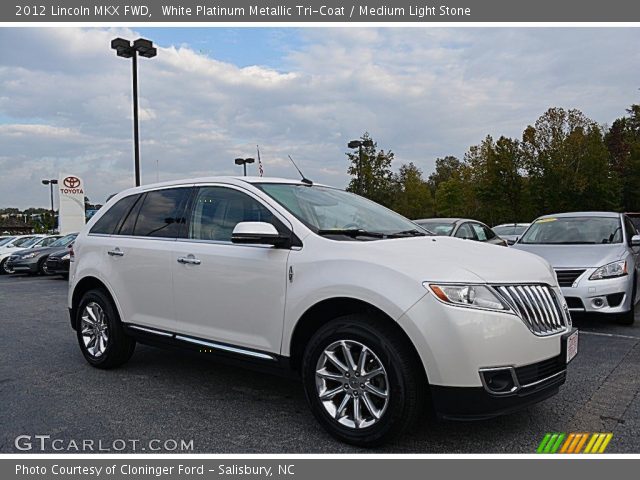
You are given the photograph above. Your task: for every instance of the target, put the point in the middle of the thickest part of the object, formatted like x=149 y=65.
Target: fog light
x=498 y=380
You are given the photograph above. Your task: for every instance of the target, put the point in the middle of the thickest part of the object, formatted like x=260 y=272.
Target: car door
x=137 y=257
x=226 y=292
x=630 y=231
x=466 y=232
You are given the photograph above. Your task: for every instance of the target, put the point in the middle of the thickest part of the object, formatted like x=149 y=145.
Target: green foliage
x=564 y=162
x=412 y=196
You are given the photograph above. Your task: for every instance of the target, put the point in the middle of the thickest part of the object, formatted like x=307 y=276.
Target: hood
x=448 y=259
x=575 y=256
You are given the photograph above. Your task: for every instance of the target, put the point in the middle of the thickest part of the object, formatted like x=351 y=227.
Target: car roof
x=523 y=224
x=438 y=220
x=233 y=180
x=581 y=214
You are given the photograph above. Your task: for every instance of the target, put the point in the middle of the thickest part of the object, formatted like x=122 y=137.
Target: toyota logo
x=71 y=182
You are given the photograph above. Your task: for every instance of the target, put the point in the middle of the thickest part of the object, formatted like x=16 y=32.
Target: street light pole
x=136 y=133
x=360 y=144
x=124 y=48
x=51 y=183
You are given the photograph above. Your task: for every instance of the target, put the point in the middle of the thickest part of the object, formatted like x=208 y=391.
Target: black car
x=34 y=260
x=58 y=263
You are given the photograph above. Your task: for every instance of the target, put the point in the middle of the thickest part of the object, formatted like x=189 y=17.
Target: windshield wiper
x=414 y=232
x=351 y=232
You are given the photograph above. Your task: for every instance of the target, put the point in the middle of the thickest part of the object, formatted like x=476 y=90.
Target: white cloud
x=65 y=100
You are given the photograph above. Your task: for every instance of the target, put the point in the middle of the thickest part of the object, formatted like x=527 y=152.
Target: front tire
x=362 y=380
x=101 y=337
x=4 y=268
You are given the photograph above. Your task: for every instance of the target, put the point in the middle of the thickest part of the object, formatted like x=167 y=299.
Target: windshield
x=439 y=228
x=64 y=241
x=4 y=241
x=505 y=230
x=325 y=209
x=574 y=230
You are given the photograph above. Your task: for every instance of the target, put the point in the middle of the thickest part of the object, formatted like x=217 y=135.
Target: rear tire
x=628 y=318
x=101 y=337
x=358 y=413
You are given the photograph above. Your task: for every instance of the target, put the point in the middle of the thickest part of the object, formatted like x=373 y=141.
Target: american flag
x=260 y=169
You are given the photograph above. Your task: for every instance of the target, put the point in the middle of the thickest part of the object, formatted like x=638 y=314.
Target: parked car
x=375 y=314
x=461 y=228
x=12 y=244
x=595 y=256
x=46 y=241
x=58 y=262
x=510 y=231
x=34 y=260
x=635 y=219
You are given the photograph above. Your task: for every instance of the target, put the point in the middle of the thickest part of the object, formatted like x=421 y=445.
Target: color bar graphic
x=557 y=442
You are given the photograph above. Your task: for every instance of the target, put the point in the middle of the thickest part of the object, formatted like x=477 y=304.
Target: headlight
x=477 y=296
x=610 y=270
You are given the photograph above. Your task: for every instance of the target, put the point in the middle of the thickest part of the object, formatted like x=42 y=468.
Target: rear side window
x=217 y=210
x=465 y=232
x=109 y=222
x=162 y=213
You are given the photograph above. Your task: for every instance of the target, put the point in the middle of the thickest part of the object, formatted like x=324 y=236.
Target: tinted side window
x=465 y=232
x=630 y=227
x=217 y=210
x=161 y=213
x=109 y=222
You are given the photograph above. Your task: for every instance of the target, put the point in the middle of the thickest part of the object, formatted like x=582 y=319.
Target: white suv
x=377 y=316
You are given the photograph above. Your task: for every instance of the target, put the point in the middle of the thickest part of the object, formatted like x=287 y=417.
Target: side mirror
x=258 y=233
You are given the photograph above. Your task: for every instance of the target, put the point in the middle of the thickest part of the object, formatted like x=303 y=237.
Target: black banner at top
x=325 y=11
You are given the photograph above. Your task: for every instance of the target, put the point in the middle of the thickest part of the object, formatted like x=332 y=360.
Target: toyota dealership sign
x=72 y=215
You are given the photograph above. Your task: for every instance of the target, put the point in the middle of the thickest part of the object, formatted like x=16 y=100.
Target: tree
x=445 y=168
x=623 y=144
x=567 y=163
x=412 y=195
x=372 y=175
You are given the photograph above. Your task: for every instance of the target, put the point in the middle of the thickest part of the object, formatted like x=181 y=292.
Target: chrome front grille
x=537 y=306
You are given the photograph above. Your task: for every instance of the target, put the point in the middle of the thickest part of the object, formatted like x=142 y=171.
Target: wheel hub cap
x=94 y=329
x=352 y=384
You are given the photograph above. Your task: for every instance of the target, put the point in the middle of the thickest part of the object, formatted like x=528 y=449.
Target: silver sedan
x=595 y=256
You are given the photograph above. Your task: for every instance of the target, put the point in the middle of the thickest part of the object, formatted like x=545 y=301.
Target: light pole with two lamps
x=359 y=144
x=126 y=49
x=243 y=162
x=51 y=182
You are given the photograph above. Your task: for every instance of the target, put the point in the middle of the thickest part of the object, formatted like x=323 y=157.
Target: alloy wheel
x=94 y=329
x=352 y=384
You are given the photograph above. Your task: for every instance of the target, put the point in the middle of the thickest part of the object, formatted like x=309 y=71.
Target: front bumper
x=57 y=266
x=18 y=265
x=535 y=382
x=456 y=343
x=608 y=296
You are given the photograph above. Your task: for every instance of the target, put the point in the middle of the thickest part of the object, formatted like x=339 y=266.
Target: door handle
x=190 y=260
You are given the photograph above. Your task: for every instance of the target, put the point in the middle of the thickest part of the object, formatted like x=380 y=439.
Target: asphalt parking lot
x=47 y=388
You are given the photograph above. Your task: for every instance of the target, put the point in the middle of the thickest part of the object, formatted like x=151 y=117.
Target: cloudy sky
x=213 y=94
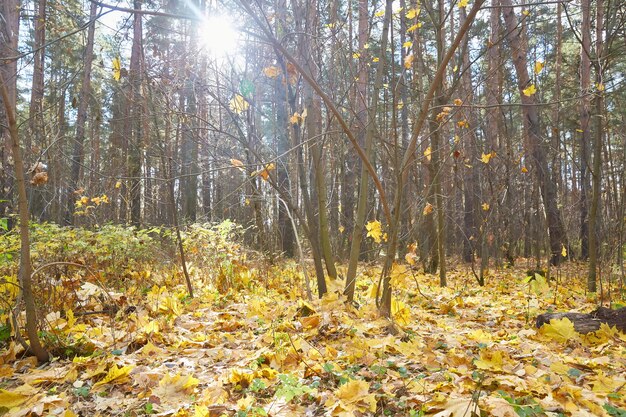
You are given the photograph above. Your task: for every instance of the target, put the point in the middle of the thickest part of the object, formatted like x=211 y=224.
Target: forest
x=312 y=207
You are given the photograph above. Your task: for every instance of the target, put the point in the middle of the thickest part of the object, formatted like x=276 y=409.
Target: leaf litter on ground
x=262 y=350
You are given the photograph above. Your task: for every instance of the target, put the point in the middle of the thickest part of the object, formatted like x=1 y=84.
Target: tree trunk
x=596 y=174
x=357 y=232
x=9 y=31
x=585 y=126
x=81 y=119
x=536 y=145
x=136 y=111
x=585 y=323
x=26 y=268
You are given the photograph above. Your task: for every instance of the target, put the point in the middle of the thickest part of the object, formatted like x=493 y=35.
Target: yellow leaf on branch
x=238 y=104
x=115 y=374
x=271 y=71
x=530 y=90
x=413 y=13
x=374 y=231
x=560 y=330
x=117 y=69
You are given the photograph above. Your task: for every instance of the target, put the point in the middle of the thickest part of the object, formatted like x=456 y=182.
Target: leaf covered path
x=262 y=351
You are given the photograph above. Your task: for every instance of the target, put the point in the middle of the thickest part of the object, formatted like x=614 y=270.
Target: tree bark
x=585 y=323
x=536 y=145
x=596 y=174
x=585 y=126
x=9 y=31
x=136 y=112
x=81 y=119
x=26 y=268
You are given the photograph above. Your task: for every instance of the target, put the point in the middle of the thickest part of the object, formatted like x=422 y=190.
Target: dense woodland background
x=490 y=129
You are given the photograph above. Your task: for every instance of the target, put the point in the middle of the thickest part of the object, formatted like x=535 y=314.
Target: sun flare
x=218 y=36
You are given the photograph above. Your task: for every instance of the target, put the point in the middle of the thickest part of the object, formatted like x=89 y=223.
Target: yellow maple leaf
x=480 y=336
x=117 y=69
x=374 y=231
x=414 y=27
x=413 y=13
x=237 y=163
x=400 y=312
x=490 y=360
x=238 y=104
x=10 y=399
x=179 y=383
x=408 y=61
x=606 y=384
x=486 y=157
x=428 y=153
x=265 y=172
x=295 y=118
x=353 y=396
x=271 y=71
x=530 y=90
x=560 y=330
x=115 y=374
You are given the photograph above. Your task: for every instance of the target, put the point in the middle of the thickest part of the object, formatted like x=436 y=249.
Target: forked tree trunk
x=585 y=126
x=26 y=268
x=594 y=214
x=357 y=232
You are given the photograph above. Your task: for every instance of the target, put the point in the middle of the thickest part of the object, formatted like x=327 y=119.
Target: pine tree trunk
x=81 y=119
x=536 y=145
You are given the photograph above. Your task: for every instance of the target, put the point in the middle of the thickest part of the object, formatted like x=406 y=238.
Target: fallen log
x=590 y=322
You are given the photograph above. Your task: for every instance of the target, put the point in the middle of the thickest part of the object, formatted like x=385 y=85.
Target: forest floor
x=258 y=349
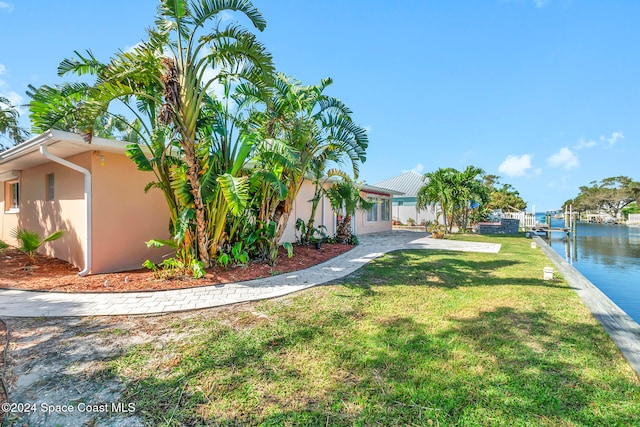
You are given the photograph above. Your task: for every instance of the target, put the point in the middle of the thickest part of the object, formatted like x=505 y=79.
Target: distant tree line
x=616 y=196
x=466 y=197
----------
TASK DESCRIPTION: In the entries above, find the line holding "Target: tinted side window" and the line holding "like x=303 y=237."; print both of them and every line between, exactly, and nothing else.

RESPONSE:
Target: tinted side window
x=465 y=232
x=630 y=227
x=217 y=210
x=161 y=213
x=109 y=222
You are given the photograph above. Your task: for every instance of the target, put the point in the middle of the thickest part of the object, formatted like x=582 y=319.
Target: white suv
x=377 y=316
You are given the photograph above. Your task: for every instance of the target, put the point in the middle of the thickest part of the object, formatted like x=287 y=417.
Target: side mirror
x=258 y=233
You are given the photograph above. Your task: for every instance of the target, put the point in the middle of the thickest part of the object, formatted like x=303 y=237.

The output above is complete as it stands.